Could you output every line of the records below as a numbered list, skipping blank lines and leaving out the pictures?

## Provided records

☆ ☆ ☆

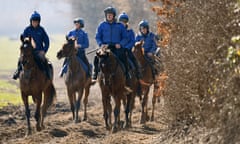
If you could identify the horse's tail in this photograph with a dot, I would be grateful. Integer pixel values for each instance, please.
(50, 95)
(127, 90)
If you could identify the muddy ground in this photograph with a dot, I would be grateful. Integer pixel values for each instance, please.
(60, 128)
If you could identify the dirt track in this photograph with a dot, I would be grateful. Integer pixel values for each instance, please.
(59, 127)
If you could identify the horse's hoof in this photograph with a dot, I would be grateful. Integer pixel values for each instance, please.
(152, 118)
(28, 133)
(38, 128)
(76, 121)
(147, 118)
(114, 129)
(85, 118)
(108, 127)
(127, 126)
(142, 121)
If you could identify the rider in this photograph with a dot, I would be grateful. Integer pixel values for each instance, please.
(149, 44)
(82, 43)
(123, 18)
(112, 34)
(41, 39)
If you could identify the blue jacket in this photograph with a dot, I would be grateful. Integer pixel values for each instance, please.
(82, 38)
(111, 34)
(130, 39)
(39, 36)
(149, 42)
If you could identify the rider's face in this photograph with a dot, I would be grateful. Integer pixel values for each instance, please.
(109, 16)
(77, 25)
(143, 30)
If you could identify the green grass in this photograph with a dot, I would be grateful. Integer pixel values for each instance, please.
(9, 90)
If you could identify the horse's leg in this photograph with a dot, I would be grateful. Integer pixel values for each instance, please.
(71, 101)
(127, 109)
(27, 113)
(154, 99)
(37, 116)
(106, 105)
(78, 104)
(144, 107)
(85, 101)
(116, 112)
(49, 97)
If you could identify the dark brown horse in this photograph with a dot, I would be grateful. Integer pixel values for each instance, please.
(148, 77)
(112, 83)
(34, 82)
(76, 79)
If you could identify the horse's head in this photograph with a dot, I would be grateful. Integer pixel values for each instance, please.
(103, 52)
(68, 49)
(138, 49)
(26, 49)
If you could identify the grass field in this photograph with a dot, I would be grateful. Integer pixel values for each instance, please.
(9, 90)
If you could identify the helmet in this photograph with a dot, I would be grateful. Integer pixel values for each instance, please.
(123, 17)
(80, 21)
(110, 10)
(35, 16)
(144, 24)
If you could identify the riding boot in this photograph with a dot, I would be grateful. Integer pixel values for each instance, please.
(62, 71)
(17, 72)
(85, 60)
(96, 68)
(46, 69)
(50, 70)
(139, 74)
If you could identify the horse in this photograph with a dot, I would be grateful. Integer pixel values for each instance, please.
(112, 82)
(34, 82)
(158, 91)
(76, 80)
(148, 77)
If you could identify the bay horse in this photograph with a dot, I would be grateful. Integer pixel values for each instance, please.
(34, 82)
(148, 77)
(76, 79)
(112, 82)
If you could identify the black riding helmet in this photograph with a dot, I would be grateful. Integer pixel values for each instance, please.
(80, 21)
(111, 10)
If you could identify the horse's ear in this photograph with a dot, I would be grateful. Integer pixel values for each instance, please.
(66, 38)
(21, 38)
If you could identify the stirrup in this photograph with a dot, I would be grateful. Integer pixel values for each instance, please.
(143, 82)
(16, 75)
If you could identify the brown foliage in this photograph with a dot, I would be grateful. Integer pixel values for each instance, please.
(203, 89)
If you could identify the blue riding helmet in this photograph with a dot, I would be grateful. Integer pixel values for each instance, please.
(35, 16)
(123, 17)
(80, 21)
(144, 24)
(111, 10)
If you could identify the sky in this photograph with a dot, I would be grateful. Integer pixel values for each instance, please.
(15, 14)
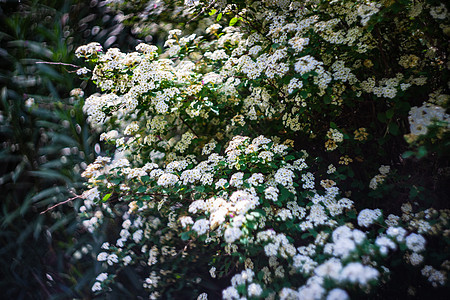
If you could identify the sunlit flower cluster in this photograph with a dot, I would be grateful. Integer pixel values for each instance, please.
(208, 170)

☆ ☆ ☆

## Output of the task
1. If you could identify the horse's tail in this photograph with a dot, I would be grateful. Integer pixel values for each instance, please.
2. (50, 95)
3. (127, 90)
4. If you could identify the muddy ground in this photograph with a dot, I would be grateful. Integer pixel values for each instance, please.
5. (60, 128)
6. If you could identify the dirt track in this photograph with a dot, I would be grateful. Integer pixel values for each instance, please.
7. (59, 127)
8. If you could identify the horse's hoof in this photograph with a dot, I would be grateful. Integer pixel values for each instance, please.
9. (152, 118)
10. (28, 133)
11. (38, 128)
12. (76, 121)
13. (147, 118)
14. (114, 129)
15. (85, 118)
16. (108, 127)
17. (127, 126)
18. (142, 121)
19. If you could identify the rider in this photograph with a dot, I would be grateful. Integer pixel values for each instance, please.
20. (149, 44)
21. (82, 43)
22. (123, 18)
23. (112, 34)
24. (41, 39)
25. If you could identify the blue jacket in this photograph with a dot, I would be grateful. Integer pixel values for each instance, please.
26. (82, 38)
27. (111, 34)
28. (130, 39)
29. (39, 36)
30. (149, 42)
31. If you could identify the rider's face in this photograph with a dot, I would be grateful. Integer pixel values for each instance, please.
32. (109, 16)
33. (77, 25)
34. (143, 30)
35. If you could identify the green grass in this photograph with a dot, I would be grateful. Integer pixel values for each instance, please.
36. (9, 90)
37. If you could identify the horse's leg in this photograph with a dot, I would be grateful. Integer pixel values for each instance, please.
38. (71, 101)
39. (127, 109)
40. (27, 113)
41. (154, 99)
42. (37, 116)
43. (106, 105)
44. (78, 104)
45. (144, 107)
46. (85, 101)
47. (116, 112)
48. (49, 97)
49. If you could identify the dark brown horse in this photograph with a dot, I would be grateful. Integer pixel values for each instance, please.
50. (148, 77)
51. (112, 83)
52. (34, 82)
53. (76, 79)
54. If you could identify the horse's head in this photograph with a dot, I would be grateful. Integer pixel values for each instance, please.
55. (103, 52)
56. (68, 49)
57. (138, 49)
58. (26, 49)
59. If you could identify the grass field in this photograph with a dot, I would be grateful. Integer pixel values for each instance, please.
60. (9, 90)
61. If you could identify the helmet in this photograph with a dot, I would be grateful. Integer pixel values for each instance, please.
62. (123, 17)
63. (80, 21)
64. (110, 10)
65. (35, 16)
66. (144, 24)
67. If you could identify the riding boot in this photograph with a dot, I would be grateful. Integer pixel values for each instance, please.
68. (62, 71)
69. (17, 72)
70. (85, 60)
71. (96, 68)
72. (46, 69)
73. (50, 70)
74. (139, 74)
75. If you could identify the horse in this photograph with a dot, I would be grateful. Integer pixel values for each instance, please.
76. (112, 82)
77. (34, 82)
78. (158, 91)
79. (76, 80)
80. (148, 77)
81. If you could identify the bay horse in this photograph with a dot, I would be grateful. Integer pixel values for each instance, please.
82. (34, 82)
83. (148, 77)
84. (76, 79)
85. (112, 82)
86. If you could identify the black riding helmet in this photograph with a dot, I would be grateful. Integer pixel values for each instance, please.
87. (80, 21)
88. (111, 10)
89. If you could identify the horse's ear in this photograph with a dot, I would be grateful. Integer pixel values for each instance, please.
90. (66, 38)
91. (21, 38)
92. If you could identify the stirrup in this photograph with a dot, I would be grateful. Integer pixel values for each instance, please.
93. (143, 82)
94. (16, 75)
95. If you could identify the brown foliage in this photograph with a dot, I would be grateful. Integer pixel values for each instance, please.
96. (203, 89)
97. If you could identify the blue riding helmet in this photograph with a dot, I would be grateful. Integer pixel values for each instance, please.
98. (35, 16)
99. (123, 17)
100. (80, 21)
101. (144, 24)
102. (111, 10)
103. If you could identify the sky in this photograph with a dot, I would be grateful. Integer pixel values for each instance, please.
104. (15, 14)
105. If you could identify the sunlit flower cluster in this photograph with a dot, I would be grateful. Integer pixel values for each instance, please.
106. (208, 170)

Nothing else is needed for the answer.